-- SUPPLIED TEXT --
· · · · ·

Skip to content

acdh-oeaw/noske-ubi9

Repository files navigation

Container image providing the NoSketchEngine

NoSketchEngine

NoSketch Engine is an open-source project combining Manatee and Bonito and Crystal into a powerful and free corpus management and search system. It does not provide however word sketches, thesaurus, keyword computation etc. like the commercial offering https://www.sketchengine.eu/ .

For further information, source and binary packages see https://nlp.fi.muni.cz/trac/noske

How to use

You need to provide the verticals for your corpus or corpora and configuration files. On startup the process for compiling the verticals into data files NoSkE uses is automatically triggered. The list of the corpora that should be compiled on startup is supplied using CORPLIST environment variable.

· · · · ·

-- SOURCE EXCERPT --
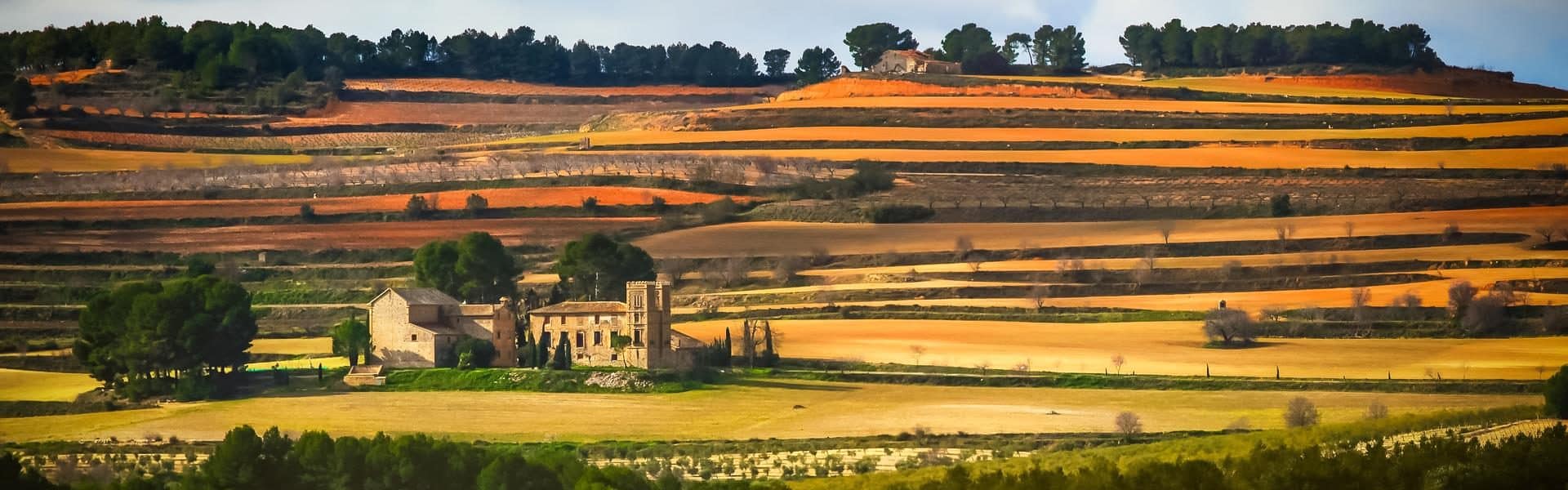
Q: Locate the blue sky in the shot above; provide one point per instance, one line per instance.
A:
(1525, 37)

· · · · ·

-- WHAT THIS TASK INVOLVES --
In the NoSketchEngine text, which environment variable supplies the list of corpora to be compiled on startup?

-- IN RESPONSE --
CORPLIST